[Begin]
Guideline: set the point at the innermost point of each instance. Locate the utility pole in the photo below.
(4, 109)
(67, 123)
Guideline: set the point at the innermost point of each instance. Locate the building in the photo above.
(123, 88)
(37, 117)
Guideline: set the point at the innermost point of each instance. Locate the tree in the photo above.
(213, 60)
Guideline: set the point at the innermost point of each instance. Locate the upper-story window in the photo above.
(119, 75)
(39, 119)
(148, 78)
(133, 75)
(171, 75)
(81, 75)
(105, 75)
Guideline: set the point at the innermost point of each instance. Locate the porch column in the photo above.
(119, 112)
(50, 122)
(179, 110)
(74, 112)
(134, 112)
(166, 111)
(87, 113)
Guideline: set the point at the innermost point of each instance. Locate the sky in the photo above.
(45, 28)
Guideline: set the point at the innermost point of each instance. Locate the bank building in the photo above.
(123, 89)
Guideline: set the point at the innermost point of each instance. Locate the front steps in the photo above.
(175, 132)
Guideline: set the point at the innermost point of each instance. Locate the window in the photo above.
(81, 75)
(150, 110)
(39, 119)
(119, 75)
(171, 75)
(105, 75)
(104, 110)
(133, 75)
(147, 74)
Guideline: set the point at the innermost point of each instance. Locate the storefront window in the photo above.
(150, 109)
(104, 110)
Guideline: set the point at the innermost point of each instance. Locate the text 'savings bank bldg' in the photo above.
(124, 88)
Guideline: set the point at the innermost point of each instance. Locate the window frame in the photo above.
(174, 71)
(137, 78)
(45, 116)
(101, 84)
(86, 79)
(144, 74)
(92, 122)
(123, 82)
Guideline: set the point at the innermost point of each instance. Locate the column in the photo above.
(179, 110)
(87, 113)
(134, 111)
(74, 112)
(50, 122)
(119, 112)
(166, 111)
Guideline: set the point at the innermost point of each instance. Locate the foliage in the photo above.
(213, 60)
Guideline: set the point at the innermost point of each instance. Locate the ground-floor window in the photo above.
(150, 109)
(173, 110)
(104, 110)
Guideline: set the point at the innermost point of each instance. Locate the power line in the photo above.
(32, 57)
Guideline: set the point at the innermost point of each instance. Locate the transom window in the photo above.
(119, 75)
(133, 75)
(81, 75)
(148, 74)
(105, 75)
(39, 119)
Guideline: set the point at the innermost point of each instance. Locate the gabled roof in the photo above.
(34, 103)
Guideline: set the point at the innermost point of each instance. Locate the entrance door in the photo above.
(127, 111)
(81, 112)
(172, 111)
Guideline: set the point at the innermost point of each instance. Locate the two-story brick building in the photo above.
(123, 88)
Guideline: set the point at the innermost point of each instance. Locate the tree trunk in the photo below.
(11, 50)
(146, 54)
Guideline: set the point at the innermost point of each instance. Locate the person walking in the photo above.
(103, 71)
[End]
_WHAT YOU NEED TO DO_
Reproduce all the data word for word.

_ANSWER TO THE PROBLEM_
Guideline: set the point at the innermost point of each instance. Locate the utility pole in the photo below.
(4, 109)
(67, 123)
Guideline: set the point at the innermost point of each instance. Locate the building in the photo above.
(123, 88)
(37, 117)
Guideline: set the point at the innermost point of each instance. Locate the tree in the photo above.
(213, 60)
Guideline: set the point at the innermost point of each instance. Locate the upper-story window in the photo above.
(119, 75)
(39, 119)
(148, 78)
(133, 75)
(171, 75)
(81, 75)
(105, 75)
Guideline: set the point at the innermost point of each instance. Locate the porch column in the photo above.
(119, 112)
(50, 122)
(179, 110)
(74, 112)
(134, 112)
(166, 111)
(87, 113)
Guideline: set the point at the innermost point of each instance. Locate the sky in the photo above.
(45, 28)
Guideline: set the point at the innermost point of each instance. Locate the bank building in the photo above.
(123, 89)
Guideline: set the point at the innermost point of each instance. Locate the front steps in the photo above.
(175, 132)
Guideline: set the point at the innermost point of each instance. Locate the window in the photo above.
(81, 75)
(150, 110)
(39, 119)
(119, 75)
(171, 75)
(105, 75)
(104, 110)
(133, 75)
(147, 74)
Guideline: set the point at the innermost point of each instance. Locate the storefront window in the photo above.
(150, 109)
(104, 110)
Guideline: set the point at the innermost point of each instance. Locate the text 'savings bank bldg' in the photo above.
(124, 88)
Guideline: set the point at the innermost point of each instance. Locate the window frame in the photo above.
(174, 71)
(137, 78)
(45, 116)
(101, 84)
(86, 79)
(144, 74)
(92, 122)
(123, 82)
Guideline: set the point at the innermost point of each instance. Locate the column in the photo above.
(179, 110)
(87, 113)
(134, 111)
(74, 112)
(50, 122)
(119, 112)
(166, 111)
Guideline: set the point at the innermost point of each instance. Locate the foliage in the photo above.
(213, 60)
Guideline: set the point at the innermost point of each instance. Locate the ground-floor window in the photo above.
(150, 109)
(173, 110)
(104, 110)
Guideline: set the point at the innermost point of each instance. Locate the power line in the photo above.
(32, 57)
Guideline: set the point at the innermost point of each instance. Locate the transom window in the photo above.
(119, 75)
(133, 75)
(81, 75)
(148, 74)
(105, 75)
(39, 119)
Guideline: set the point at the innermost point of each instance. Locate the gabled roof in the photo above.
(34, 103)
Guideline: set the point at the innermost point of each instance. Locate the entrance door in the photo above.
(127, 111)
(81, 112)
(172, 111)
Guideline: set the point at the innermost point of each instance. Locate the two-story brick building in the photo above.
(123, 88)
Guideline: set the point at the innermost point of each instance. Locate the tree trunk in the photo below.
(11, 50)
(146, 54)
Guideline: set the point at the innermost point of each instance. Locate the person walking in the photo above.
(103, 71)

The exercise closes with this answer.